> **Stated problem 1**: In the biography of Henry Stuart Townend below, what did he win at the 1930 British Empire Games, and in which event?
> **Stated problem 2**: Which schools and universities does the biography of Henry Stuart Townend say he attended? List them all.
> **Stated problem 3**: Write a continuation of the biography of Henry Stuart Townend, starting after its final sentence.

Lieutenant-Colonel Henry Stuart Townend  (24 April 1909 – 26 October 2002) was a British military officer, athlete, headmaster, and politician. Townend was the first headmaster to educate an heir to the British throne, having founded Hill House School in 1949.

Early life
Born at Shrawardine, Shropshire, the son of a Church of England clergyman, the Rev. F. W. Townend, later of Tilney St Lawrence, Townend was educated at St Edmund's School, Canterbury, Brasenose College, Oxford and the University of St. Gallen, Switzerland.

Sporting career
Townend went up to Oxford in 1928, where he became president of the Oxford University Athletic Club and winner of six Oxford University blues. In 1930 he won a gold medal at the British Empire Games in Hamilton, Ontario, in the 4x440 yard relay.

Professional career
After university, Townend joined the Royal Artillery in 1931. He was commissioned in 1933 and held the appointment of Assistant Quartermaster general during the war. He served in north-west Europe and India. He attained the appointment of Assistant Adjutant-General, World Wide Air Movements at the War Office. He retired from the army in 1947 to become housing chairman of the London Olympics, organising the accommodation at short notice for the athletes and officials attending the event to be held the following year. There was no time or money to build athletes’ villages, and 3500 of the athletes and sportsmen were put in three camps in Richmond Park, Uxbridge and High Wycombe. The remainder and all the officials were put up in 41 schools and colleges across London. As a reward for his efforts, he was given an OBE in 1949. He was director-general of the Hotels and Restaurants Association. He was a director of an international publishing company and of an international school in Switzerland and a director and founder of the Anglo-Swiss Society of Great Britain. He founded Hill House School, in Knightsbridge, London in 1951 with his wife. In 1956 Prince Charles attended the school as pupil. It was the first time an heir to the British throne had been sent to school, as opposed to being educated by private tutors. Townend championed a "stripped down to basics" approach to independent education that enabled him to keep his fees among the lowest in the country. He continued to run the school until his death in 2002 aged 93. At that time it was reportedly the world's largest private junior school with over 1100 pupils.

> **Dataset records**:
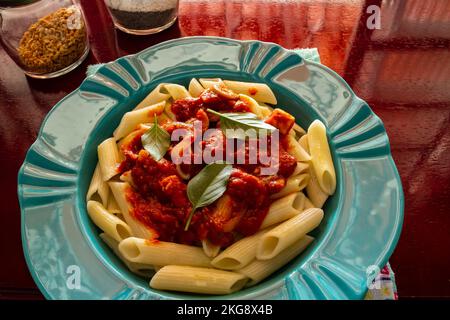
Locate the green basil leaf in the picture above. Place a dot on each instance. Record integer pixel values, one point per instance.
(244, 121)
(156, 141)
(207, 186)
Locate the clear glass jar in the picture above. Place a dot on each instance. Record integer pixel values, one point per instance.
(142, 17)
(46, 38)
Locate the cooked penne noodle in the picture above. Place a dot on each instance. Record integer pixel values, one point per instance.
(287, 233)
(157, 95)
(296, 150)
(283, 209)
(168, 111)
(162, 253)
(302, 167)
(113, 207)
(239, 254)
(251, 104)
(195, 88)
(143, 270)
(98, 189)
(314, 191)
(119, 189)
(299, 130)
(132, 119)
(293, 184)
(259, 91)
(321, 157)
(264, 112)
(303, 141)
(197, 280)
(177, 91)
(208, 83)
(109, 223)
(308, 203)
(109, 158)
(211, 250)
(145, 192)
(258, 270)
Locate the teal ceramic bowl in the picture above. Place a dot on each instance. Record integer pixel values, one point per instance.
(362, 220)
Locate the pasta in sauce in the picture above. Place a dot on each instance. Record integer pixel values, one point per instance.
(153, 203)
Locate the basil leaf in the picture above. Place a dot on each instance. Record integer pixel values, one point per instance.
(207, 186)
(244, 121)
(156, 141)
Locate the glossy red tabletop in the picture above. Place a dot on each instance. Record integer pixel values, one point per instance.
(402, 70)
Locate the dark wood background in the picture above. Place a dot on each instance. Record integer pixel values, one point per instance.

> **Output 1**: A gold medal in the 4x440 yard relay.

> **Output 2**: St Edmund's School, Canterbury; Brasenose College, Oxford; the University of St. Gallen, Switzerland

> **Output 3**:
Political career
He was for 10 years a member of Paddington Borough Council. He was Liberal candidate for the Torquay division of Devon for the Liberal Party at the 1950 General Election; 

He was Liberal candidate for the Falmouth and Camborne division of Cornwall for the Liberal Party at the 1950 General Election; 

He did not stand for parliament again. He left the Liberal Party and joined the Conservatives. In 1958 he was elected to the London County Council as a member for Chelsea. He served two terms before standing down in 1965.

References

Further reading
 Sullivan, Neil. (2011) The King of Hans Place: The Story of a Remarkable Man and a Remarkable School. Tenterden: Gresham Books.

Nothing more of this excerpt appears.